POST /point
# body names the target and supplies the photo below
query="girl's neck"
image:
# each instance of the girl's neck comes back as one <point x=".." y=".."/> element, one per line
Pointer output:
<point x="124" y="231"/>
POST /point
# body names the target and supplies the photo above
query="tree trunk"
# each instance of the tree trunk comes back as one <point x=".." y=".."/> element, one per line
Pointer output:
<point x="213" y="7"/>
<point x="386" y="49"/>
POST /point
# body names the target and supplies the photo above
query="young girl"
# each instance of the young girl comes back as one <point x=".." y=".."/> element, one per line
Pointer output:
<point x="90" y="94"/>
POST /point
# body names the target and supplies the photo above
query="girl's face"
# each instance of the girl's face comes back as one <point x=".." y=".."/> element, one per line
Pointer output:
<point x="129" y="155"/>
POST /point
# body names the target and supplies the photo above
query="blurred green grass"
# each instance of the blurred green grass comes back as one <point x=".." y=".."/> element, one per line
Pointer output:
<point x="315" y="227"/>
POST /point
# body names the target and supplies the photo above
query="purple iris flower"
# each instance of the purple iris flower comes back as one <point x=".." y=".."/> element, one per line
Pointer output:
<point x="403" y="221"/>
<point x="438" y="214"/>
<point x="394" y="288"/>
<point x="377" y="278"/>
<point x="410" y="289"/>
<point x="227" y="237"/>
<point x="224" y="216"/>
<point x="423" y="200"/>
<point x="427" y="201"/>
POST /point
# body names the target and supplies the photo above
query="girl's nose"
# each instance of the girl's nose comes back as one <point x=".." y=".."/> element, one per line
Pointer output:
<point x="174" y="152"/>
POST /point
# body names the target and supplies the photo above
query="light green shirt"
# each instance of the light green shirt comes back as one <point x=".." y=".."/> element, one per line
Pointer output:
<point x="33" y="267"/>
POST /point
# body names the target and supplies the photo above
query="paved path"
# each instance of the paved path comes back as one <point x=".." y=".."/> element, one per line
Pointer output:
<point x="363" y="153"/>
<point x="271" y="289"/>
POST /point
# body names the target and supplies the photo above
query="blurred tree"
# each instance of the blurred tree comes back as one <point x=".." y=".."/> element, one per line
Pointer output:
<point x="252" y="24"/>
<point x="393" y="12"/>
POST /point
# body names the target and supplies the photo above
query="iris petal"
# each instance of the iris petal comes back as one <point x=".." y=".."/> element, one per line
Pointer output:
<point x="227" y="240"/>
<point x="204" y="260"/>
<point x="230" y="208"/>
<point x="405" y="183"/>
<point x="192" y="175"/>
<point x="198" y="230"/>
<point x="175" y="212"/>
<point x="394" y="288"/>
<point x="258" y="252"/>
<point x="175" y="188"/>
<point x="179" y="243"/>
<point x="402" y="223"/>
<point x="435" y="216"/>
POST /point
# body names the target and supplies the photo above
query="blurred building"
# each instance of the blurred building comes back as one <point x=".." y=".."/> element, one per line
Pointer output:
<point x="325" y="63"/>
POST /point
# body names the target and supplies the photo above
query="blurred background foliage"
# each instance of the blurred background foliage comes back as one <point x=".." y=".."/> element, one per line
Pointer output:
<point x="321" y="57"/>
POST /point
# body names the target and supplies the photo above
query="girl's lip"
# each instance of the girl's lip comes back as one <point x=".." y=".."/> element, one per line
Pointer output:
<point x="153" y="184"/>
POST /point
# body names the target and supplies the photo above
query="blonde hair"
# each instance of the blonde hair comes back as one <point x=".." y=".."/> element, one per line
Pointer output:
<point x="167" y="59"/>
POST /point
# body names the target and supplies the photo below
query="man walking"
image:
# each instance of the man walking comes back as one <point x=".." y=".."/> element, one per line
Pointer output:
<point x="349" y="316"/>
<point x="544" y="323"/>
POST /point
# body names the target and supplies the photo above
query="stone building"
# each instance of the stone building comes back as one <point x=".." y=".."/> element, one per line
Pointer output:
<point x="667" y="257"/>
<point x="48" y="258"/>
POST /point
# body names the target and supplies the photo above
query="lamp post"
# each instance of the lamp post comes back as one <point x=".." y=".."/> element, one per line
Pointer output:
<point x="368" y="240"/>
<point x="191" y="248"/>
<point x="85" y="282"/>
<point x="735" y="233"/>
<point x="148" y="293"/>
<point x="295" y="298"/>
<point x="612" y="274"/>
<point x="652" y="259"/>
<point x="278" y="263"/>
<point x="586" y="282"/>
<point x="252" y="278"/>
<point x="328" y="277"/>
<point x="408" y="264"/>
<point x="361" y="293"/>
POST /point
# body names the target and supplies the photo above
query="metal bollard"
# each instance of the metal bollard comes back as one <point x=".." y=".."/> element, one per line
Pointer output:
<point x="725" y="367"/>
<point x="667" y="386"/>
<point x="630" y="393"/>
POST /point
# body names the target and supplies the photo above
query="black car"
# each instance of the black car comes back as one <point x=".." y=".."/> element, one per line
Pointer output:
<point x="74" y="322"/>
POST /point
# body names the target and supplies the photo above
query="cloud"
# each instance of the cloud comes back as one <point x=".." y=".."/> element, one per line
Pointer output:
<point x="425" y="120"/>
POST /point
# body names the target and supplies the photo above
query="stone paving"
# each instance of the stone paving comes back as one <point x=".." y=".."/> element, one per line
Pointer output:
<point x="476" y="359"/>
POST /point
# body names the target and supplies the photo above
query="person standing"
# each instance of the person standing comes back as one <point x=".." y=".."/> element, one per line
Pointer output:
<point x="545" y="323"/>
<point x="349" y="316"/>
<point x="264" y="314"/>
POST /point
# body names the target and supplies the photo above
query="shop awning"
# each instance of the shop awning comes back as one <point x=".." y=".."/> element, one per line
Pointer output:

What needs to be done – Copy each line holding "flower" from the material above.

Your response –
query="purple iris flower"
# each instance of the purple iris flower comes back as one <point x=".." y=".."/> element, one per line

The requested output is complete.